■ Provided information ■
┌──

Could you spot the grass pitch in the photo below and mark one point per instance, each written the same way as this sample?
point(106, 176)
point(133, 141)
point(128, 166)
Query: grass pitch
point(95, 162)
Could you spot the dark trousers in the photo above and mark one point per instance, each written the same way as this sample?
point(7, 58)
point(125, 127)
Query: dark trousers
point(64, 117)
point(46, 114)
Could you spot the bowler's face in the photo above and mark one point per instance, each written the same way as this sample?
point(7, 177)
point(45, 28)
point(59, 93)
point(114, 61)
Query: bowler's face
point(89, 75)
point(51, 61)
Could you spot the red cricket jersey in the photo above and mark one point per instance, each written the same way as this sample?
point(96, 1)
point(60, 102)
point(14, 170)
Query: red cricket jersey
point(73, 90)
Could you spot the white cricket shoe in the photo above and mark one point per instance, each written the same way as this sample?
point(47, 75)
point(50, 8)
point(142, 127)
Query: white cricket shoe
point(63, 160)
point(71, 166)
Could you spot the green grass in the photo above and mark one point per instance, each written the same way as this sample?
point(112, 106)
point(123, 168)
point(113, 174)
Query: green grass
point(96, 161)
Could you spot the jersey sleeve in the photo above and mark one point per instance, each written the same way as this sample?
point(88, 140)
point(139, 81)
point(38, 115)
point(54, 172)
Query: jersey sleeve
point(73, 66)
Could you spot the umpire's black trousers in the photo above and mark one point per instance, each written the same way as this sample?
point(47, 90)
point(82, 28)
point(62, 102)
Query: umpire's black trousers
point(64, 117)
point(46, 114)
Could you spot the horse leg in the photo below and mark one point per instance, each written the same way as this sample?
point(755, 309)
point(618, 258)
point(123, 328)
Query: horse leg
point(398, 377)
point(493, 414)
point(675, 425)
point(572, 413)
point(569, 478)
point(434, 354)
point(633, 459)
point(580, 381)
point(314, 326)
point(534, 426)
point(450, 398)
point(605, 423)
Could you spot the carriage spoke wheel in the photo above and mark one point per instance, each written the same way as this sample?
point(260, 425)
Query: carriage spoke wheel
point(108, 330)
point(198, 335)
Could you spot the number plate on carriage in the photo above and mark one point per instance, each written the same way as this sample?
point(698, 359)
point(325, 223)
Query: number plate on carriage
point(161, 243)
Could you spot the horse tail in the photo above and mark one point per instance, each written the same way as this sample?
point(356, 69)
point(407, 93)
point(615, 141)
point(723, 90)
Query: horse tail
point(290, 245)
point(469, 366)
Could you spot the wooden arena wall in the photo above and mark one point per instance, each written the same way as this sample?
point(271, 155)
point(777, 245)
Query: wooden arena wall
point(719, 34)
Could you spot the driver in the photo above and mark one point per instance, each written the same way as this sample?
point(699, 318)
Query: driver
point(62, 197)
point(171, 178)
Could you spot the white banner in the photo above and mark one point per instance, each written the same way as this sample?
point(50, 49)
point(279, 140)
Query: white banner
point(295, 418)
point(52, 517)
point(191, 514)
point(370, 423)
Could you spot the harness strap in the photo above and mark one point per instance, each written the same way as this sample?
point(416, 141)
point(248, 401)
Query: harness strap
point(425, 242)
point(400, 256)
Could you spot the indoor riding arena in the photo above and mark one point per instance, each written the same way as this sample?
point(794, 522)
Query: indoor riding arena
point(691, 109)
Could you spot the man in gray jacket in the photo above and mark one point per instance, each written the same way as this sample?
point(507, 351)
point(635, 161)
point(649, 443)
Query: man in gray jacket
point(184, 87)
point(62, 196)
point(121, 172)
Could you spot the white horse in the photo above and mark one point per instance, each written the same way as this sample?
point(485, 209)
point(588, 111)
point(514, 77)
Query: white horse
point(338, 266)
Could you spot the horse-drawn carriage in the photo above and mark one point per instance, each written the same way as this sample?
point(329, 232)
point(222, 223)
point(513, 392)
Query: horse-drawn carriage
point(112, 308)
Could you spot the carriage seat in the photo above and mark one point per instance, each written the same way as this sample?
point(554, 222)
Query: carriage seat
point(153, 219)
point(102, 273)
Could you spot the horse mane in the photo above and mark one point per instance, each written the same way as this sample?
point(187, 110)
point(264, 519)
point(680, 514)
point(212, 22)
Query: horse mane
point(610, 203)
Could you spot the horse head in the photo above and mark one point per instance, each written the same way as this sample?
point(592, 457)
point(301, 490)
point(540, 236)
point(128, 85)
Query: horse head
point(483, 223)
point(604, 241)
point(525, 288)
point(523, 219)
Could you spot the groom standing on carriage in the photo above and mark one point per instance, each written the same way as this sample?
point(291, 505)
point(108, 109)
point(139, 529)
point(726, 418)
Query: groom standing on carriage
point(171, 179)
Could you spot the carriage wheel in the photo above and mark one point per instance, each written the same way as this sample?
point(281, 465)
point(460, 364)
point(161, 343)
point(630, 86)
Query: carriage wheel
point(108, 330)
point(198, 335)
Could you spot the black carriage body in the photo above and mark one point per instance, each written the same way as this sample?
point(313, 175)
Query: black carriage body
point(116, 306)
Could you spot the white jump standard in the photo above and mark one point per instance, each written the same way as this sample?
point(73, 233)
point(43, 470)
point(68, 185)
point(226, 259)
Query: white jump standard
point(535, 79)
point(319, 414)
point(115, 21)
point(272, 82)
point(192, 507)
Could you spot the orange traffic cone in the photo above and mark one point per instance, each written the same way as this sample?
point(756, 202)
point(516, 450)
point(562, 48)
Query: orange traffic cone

└──

■ Exercise instructions ■
Return word for word the lines above from the line with "point(161, 343)" to the line with "point(516, 450)", including both and leaving out all others.

■ Answer box ■
point(161, 343)
point(630, 86)
Query: carriage wheel
point(108, 330)
point(198, 335)
Could you spot the black carriage body in the photo above and mark one point per instance, each written the same way as this sample?
point(313, 175)
Query: black carriage body
point(116, 306)
Could you spot the white jump standard in the photo above and mark one point per instance, each written the same way as this sample?
point(73, 233)
point(43, 470)
point(68, 185)
point(226, 259)
Query: white jump standard
point(535, 79)
point(319, 414)
point(115, 21)
point(272, 82)
point(192, 507)
Could you spot the orange traffic cone in the photo above and mark one point per instance, each written the same way as this sample?
point(756, 202)
point(516, 450)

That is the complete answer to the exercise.